**What is needed:** Pick out and copy every line in the records below that contains the string "wheel". Matching is case-sensitive.

start

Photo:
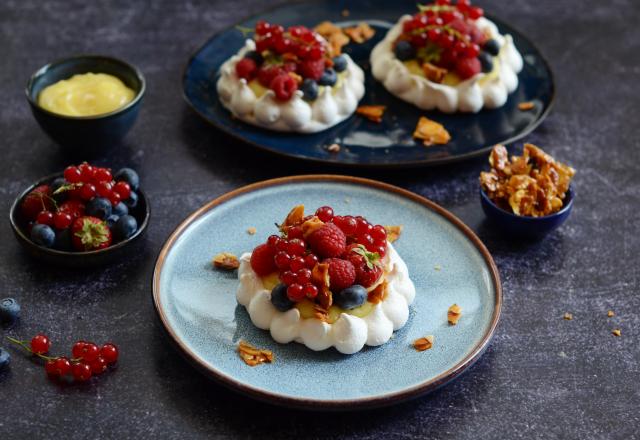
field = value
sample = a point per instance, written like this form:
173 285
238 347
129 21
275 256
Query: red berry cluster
351 247
87 359
447 36
284 58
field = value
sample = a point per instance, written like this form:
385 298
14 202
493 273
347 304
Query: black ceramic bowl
526 227
86 134
113 253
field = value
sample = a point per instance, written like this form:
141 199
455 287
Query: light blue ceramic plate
198 308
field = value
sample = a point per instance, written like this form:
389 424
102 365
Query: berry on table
40 344
81 372
350 297
109 353
128 175
262 260
309 89
329 78
328 241
99 207
5 359
125 227
90 233
342 274
279 298
43 235
9 311
340 63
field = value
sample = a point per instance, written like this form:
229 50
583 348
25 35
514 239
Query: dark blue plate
365 143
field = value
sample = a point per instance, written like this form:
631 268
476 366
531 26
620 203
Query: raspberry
262 261
328 241
266 74
284 86
342 274
246 68
467 67
312 69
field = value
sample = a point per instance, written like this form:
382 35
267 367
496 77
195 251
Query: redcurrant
40 344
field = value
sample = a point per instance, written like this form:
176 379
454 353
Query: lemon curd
87 94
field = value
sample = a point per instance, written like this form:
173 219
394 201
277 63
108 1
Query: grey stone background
542 376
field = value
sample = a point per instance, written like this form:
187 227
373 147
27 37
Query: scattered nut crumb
454 313
372 112
524 106
226 261
431 132
422 344
360 33
253 356
393 232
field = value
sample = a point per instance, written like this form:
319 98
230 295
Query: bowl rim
570 195
42 71
16 228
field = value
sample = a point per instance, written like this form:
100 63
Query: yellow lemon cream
87 94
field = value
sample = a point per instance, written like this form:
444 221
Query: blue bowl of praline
86 134
117 251
518 226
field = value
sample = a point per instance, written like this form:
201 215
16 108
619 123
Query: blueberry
125 227
129 176
5 359
404 50
9 311
329 77
63 240
112 220
340 63
486 60
99 207
120 209
132 201
255 56
43 235
279 298
309 89
351 297
492 47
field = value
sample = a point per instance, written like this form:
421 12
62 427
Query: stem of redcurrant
25 345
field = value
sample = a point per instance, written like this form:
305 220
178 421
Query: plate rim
396 165
336 404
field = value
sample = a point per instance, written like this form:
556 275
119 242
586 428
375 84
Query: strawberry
90 234
36 201
367 264
262 261
328 241
312 69
74 208
342 274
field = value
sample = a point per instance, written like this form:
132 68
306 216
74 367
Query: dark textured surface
542 377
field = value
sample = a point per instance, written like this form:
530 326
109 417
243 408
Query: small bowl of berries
85 216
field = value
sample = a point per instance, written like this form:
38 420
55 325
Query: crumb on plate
226 261
253 356
422 344
431 132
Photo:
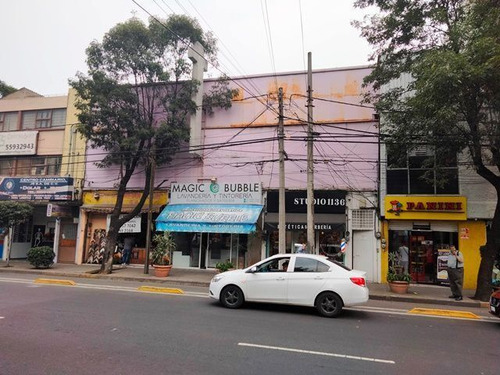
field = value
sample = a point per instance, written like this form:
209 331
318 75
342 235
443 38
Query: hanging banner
131 226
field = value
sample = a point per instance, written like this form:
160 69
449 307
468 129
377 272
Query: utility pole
281 146
310 161
150 207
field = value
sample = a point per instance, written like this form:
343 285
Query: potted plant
398 279
224 266
161 256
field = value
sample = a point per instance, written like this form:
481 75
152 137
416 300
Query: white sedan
293 279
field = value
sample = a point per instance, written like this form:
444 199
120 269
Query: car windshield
342 265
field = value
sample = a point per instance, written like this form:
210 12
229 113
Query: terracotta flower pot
162 271
400 287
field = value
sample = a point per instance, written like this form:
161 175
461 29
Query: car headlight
217 278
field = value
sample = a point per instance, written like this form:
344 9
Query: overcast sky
43 42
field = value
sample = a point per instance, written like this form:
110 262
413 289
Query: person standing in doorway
456 273
128 245
403 253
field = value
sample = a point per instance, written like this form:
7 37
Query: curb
433 301
90 275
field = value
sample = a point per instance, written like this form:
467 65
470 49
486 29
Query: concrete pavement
418 293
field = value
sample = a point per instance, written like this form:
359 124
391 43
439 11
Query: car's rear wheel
232 297
329 304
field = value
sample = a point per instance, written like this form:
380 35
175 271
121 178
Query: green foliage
395 272
164 244
135 102
13 213
41 257
224 266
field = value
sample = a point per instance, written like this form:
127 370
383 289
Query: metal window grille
362 219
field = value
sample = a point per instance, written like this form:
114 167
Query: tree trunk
9 246
109 248
488 255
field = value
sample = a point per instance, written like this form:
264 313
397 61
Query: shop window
362 219
422 172
43 119
8 121
22 232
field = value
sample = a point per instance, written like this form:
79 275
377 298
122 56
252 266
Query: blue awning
209 218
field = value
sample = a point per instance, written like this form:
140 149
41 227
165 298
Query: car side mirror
252 270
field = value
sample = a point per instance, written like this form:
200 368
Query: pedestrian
456 273
128 245
403 254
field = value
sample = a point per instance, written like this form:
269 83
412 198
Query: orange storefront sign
425 207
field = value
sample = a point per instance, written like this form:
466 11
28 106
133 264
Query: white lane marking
346 356
10 280
372 309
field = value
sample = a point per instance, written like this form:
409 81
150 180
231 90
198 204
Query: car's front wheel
232 297
329 304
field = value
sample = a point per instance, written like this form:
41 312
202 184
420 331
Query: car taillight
359 281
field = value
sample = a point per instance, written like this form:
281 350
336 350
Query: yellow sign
408 207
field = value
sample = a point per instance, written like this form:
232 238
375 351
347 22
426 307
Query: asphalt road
115 329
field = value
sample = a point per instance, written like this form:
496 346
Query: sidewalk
429 294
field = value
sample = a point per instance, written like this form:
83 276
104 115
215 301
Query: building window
38 166
421 173
43 119
8 121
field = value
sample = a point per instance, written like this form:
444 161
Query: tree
5 89
12 214
135 102
450 49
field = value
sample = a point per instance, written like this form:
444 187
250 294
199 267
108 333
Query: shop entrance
418 252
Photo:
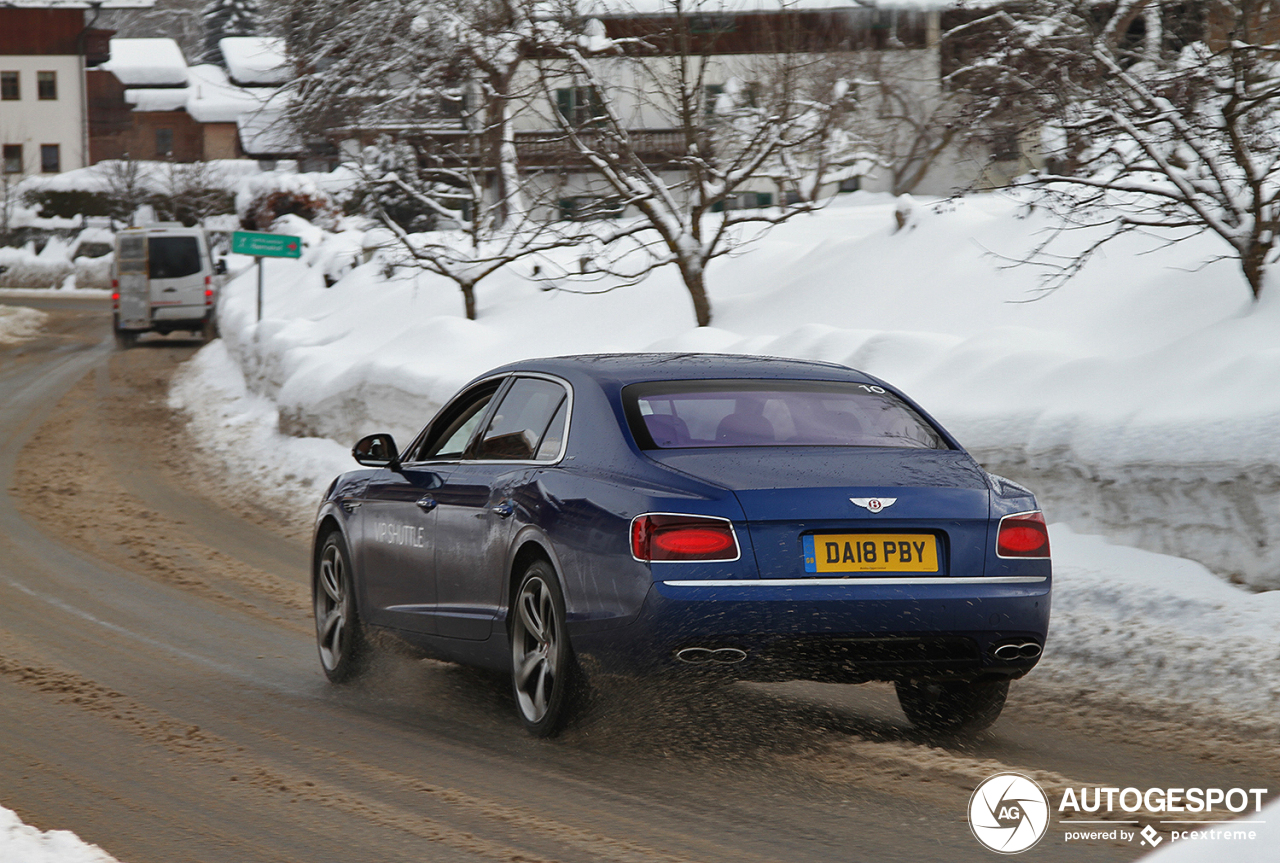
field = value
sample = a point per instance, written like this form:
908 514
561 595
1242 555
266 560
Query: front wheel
952 707
544 672
339 635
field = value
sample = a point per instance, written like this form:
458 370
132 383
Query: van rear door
177 266
131 269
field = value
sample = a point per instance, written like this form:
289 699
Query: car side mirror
376 451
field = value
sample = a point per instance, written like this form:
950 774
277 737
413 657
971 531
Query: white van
164 279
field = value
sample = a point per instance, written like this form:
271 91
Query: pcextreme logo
1009 813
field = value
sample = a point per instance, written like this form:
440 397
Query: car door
478 510
400 521
177 269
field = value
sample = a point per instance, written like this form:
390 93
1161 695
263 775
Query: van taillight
682 538
1023 535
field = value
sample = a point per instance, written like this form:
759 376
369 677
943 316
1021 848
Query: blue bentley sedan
759 519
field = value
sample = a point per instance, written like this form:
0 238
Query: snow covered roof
158 99
78 4
147 63
213 99
266 133
255 60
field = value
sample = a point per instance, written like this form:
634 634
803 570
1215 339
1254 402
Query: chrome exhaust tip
1016 651
705 656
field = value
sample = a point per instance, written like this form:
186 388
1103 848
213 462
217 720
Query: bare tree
1153 122
444 218
769 123
909 119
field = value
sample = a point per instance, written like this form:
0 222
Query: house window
577 105
711 96
46 85
50 159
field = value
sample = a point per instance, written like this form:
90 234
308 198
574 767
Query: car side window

end

**Final answer:**
Query: car's rear wheel
Query: car's front wheel
Query: front wheel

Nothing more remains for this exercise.